**What you are asked to do:** Lay out the stretch of the records from the line containing "Indicate every instance of the carrier" through the end of the records as a Markdown table with the columns Row and Line. Give each line its own numbered row, and leave out blank lines.

• • • • •

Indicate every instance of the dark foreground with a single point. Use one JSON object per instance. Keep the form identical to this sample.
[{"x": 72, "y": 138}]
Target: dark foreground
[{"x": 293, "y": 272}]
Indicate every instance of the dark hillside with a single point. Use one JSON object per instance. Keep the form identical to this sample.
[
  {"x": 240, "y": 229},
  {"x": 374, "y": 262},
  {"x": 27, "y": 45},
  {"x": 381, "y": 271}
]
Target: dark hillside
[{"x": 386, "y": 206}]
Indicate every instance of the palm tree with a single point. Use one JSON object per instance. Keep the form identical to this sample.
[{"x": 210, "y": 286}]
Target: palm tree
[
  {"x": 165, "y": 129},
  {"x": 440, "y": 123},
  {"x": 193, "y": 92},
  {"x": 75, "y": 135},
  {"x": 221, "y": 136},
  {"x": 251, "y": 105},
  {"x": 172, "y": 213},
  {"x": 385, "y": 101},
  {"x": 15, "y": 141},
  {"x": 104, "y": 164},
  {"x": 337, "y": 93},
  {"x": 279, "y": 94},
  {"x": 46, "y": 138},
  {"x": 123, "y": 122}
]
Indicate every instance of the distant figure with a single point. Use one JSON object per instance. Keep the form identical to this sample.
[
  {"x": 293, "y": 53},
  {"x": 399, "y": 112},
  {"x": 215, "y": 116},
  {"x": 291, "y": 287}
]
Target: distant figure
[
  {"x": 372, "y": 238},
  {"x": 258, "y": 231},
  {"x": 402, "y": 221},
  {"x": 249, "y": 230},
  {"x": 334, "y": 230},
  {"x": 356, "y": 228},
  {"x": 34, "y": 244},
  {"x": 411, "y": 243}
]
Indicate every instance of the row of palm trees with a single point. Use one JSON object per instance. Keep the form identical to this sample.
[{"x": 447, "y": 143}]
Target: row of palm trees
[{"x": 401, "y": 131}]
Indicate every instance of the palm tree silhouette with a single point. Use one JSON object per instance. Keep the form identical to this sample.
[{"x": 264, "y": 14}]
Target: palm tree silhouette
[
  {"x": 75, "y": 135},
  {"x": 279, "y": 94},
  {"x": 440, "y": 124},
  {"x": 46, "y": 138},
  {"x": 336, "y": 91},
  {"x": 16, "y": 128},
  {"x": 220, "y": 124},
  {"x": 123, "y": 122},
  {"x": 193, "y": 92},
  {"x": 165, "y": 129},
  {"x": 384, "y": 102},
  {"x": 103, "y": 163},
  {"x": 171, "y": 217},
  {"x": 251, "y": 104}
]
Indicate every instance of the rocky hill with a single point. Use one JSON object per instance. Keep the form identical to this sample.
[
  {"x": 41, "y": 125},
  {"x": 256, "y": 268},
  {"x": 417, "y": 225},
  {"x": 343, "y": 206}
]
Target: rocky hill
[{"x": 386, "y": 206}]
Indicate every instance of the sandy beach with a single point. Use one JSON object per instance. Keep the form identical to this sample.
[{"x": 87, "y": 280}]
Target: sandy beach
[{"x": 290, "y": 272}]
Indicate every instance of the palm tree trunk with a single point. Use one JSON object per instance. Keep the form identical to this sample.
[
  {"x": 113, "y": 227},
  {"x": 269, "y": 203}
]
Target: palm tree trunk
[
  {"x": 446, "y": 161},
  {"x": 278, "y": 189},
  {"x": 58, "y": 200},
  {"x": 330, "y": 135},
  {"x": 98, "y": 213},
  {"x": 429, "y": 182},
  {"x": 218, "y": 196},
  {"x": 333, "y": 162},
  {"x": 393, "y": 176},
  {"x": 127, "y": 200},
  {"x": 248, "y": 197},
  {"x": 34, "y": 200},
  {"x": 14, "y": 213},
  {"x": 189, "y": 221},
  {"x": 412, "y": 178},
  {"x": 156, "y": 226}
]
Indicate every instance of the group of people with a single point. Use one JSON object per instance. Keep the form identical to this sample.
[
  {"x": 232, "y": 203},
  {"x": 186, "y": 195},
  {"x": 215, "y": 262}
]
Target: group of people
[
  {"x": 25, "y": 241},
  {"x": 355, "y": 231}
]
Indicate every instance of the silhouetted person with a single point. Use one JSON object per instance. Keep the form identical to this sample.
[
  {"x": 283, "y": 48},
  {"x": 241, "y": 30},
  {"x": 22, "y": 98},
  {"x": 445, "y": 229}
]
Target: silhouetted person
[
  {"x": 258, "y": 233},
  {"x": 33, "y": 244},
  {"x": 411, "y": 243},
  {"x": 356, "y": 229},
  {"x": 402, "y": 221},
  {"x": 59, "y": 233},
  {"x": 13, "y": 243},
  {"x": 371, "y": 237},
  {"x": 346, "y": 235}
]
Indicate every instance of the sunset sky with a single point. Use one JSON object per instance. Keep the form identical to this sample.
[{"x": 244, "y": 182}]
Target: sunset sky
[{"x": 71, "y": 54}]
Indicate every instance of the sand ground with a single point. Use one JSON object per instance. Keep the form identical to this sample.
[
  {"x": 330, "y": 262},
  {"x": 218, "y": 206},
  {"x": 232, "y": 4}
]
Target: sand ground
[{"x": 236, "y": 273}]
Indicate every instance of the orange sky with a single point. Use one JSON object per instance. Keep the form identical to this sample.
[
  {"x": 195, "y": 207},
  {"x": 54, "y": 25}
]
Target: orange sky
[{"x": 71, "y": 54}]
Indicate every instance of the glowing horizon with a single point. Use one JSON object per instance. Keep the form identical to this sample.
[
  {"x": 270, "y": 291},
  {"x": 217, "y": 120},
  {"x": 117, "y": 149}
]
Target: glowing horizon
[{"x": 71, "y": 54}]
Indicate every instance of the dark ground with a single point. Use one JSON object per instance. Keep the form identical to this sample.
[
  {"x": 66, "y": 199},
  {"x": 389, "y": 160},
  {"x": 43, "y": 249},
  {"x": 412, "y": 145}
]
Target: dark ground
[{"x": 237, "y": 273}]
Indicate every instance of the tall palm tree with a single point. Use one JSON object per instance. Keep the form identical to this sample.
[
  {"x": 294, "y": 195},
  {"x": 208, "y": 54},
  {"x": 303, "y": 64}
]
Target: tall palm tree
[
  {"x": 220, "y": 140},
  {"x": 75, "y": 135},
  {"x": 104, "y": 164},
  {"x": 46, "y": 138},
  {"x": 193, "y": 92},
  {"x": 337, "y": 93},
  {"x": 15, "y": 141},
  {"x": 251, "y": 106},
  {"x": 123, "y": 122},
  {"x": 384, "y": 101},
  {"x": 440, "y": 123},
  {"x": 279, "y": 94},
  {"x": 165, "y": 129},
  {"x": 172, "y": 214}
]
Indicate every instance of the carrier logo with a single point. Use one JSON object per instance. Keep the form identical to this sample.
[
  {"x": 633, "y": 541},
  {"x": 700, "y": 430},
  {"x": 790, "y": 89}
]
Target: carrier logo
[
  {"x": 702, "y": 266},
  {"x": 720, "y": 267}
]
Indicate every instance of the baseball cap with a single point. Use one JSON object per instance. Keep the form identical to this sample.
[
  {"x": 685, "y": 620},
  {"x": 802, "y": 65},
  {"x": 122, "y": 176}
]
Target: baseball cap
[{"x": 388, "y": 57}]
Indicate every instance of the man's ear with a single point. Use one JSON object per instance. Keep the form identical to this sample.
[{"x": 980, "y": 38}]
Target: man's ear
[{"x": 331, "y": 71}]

• • • • •

**Solution below:**
| Row | Line |
|---|---|
| 1 | Indicate every instance of the carrier logo with a single point. Use one JSON object per instance. Keep the form identical to this sample. |
| 2 | [ |
| 3 |   {"x": 633, "y": 541}, |
| 4 |   {"x": 700, "y": 430}, |
| 5 |   {"x": 790, "y": 89} |
| 6 | ] |
| 7 | Target: carrier logo |
| 8 | [ |
| 9 |   {"x": 702, "y": 266}, |
| 10 |   {"x": 720, "y": 267} |
| 11 | ] |
| 12 | Indicate every instance of the baseball cap with a single point. Use one JSON object per instance. Keep the form identical to this sample. |
| 13 | [ |
| 14 |   {"x": 685, "y": 620}, |
| 15 |   {"x": 802, "y": 65}, |
| 16 |   {"x": 122, "y": 176} |
| 17 | ] |
| 18 | Target: baseball cap |
| 19 | [{"x": 388, "y": 57}] |
| 20 | Indicate every instance of the man's ear with a single point. Use one JSON object per instance. Keep the form identical to this sample. |
| 21 | [{"x": 980, "y": 38}] |
| 22 | Target: man's ear |
| 23 | [{"x": 331, "y": 71}] |